(文本段落):
--*--

自4月16日开始,一群野生亚洲象从云南普洱市出发一路北上迁徙至玉溪市元江县,最近几天,其中的15头继续北上进入红河州石屏县境内,24日晚,象群进入峨山县,距离昆明市晋宁区不足50公里,距离昆明城区不足100公里。
 
这是建国以来首次有野生亚洲象进入红河州,而目前来看,象群也没有掉头南下的趋势,那么,一路北上逼近昆明的亚洲象究竟是怎么了?是什么导致了它们的北迁?
 
首先,讨论中国境内的亚洲象,必须尊重两个基本事实。
 
第一个事实是,中国境内的野生亚洲象,目前主要栖息在云南南部的西双版纳勐腊、景洪,普洱市的思茅、江城,岳宋,南滚河和那帮坝地区。
 
第二个事实是,中国境内的野生亚洲象,不是只能栖息在云南南部的西双版纳勐腊、景洪,普洱市的思茅、江城,岳宋,南滚河和那帮坝地区。
 
这两句的区别核心在于——中国的亚洲象并非是因为只有那么一小片环境适宜其生存,才蜷缩在南国一隅的。想当然的以为只有云南南部少数地区适合亚洲象生存的想法,从根本上就是错误的。
不信?那我们就从古籍上来找找线索。

--*--

(所给材料):
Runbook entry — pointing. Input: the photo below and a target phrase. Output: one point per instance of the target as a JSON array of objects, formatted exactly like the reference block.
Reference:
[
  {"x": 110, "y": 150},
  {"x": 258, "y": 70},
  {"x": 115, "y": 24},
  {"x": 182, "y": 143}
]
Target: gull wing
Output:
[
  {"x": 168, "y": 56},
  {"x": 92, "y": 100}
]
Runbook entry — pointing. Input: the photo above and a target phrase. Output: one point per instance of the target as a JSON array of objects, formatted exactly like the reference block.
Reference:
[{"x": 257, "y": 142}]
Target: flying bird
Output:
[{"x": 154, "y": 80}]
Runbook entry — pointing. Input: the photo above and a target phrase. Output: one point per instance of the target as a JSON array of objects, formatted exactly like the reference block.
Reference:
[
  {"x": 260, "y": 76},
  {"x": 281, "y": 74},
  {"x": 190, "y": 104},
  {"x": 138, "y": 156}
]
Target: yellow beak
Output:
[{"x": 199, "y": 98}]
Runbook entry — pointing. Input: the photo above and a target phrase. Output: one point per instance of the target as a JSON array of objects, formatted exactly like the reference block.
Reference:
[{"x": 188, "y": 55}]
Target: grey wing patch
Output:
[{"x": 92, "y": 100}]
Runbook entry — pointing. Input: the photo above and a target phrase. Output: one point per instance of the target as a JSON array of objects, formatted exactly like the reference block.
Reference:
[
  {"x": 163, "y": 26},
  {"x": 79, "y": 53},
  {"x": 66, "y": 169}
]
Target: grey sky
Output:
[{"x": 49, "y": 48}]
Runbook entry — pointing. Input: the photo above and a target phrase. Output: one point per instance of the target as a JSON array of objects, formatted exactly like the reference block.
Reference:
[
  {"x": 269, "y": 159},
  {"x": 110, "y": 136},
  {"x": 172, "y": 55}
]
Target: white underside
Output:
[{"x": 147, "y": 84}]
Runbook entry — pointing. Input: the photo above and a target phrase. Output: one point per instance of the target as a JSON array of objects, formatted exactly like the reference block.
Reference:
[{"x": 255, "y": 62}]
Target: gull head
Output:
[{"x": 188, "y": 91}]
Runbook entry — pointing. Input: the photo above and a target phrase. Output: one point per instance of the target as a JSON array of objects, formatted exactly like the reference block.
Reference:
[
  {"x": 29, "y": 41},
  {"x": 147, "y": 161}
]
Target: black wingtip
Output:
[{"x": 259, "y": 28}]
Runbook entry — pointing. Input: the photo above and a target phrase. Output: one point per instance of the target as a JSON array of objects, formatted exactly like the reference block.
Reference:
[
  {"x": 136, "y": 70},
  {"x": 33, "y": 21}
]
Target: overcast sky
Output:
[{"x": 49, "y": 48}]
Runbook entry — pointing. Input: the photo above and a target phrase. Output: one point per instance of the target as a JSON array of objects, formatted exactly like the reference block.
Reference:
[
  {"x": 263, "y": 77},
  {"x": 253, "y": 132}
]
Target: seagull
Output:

--*--

(任务说明):
续写关于云南野生亚洲象北迁的那段文字,从它的最后一句之后接着往下写。

(参考答案):
不得不承认,今天的大象是名副其实的明星生物,但在我们的祖先看来,这无非就是一种格外大的寻常野兽而已。在夏商时代,象还是黄河流域常见的物种,在殷墟出土的甲骨文中,还经常记载着商王狩猎的场景,其中的几块龟甲尤其引人注目——“辛亥……获象十”“乙亥……获象七”“辛卯……获象二”,可以看到,在大邑商都——也就是今天的河南安阳附近,还有足够多的野生亚洲象可供狩猎所用。
 
实际上,夏商及更早之前的遗址挖掘表明,在很长时间里,黄河流域的华北地区还有大片的原生竹林,野水牛、犀牛和亚洲象在此可以安然越冬。更值得一提的是,商代对象资源的利用并不局限于役使,在当时已经流传着“肉之美者,猩猩之唇……髦象之约”的说法,后世吕不韦解读认为,“约即象鼻”,这足以说明我们大吃货国什么都要尝一尝的秉性,怕是在商代的老祖宗们身上就开始发扬光大了。
 
在这个时期,中原地区的气候变化已经发生,黄河流域的冬季气温已经不足以支撑象、犀牛等畏寒生物的生存。到了战国时期,《韩非子》里写到“人希见生象也”,在当时的中原地区,野象或许并未彻底绝迹,但已经十分罕见,人口和农业的发展也导致大量的栖息地被开垦,中国的象群逐渐消退到淮河一带。
 
但要注意,气候变化让野生象南退,也只是退到了淮河一带而已。
 
而且人类活动和气候变化这两个因素中,哪一个对中国象的分布影响更大呢?
 
必须承认,环境的变化是一个长期的重要原因,但它造成的影响,却似乎不如前者更为迅速。一个典型的例子是:南北朝时期,由于连年战乱导致的人口减少和农业衰退,中原地区的次生林面积重新扩大,淮河流域的亚洲象种群不仅停止了衰退,甚至还有向北的扩散势头,当时记载道“承圣元年(公元552年)十二月……淮南有野象数百,坏人室庐”,在隆冬年底,还能出现数百头规模的野象,可见当时的环境还能支撑象群生息。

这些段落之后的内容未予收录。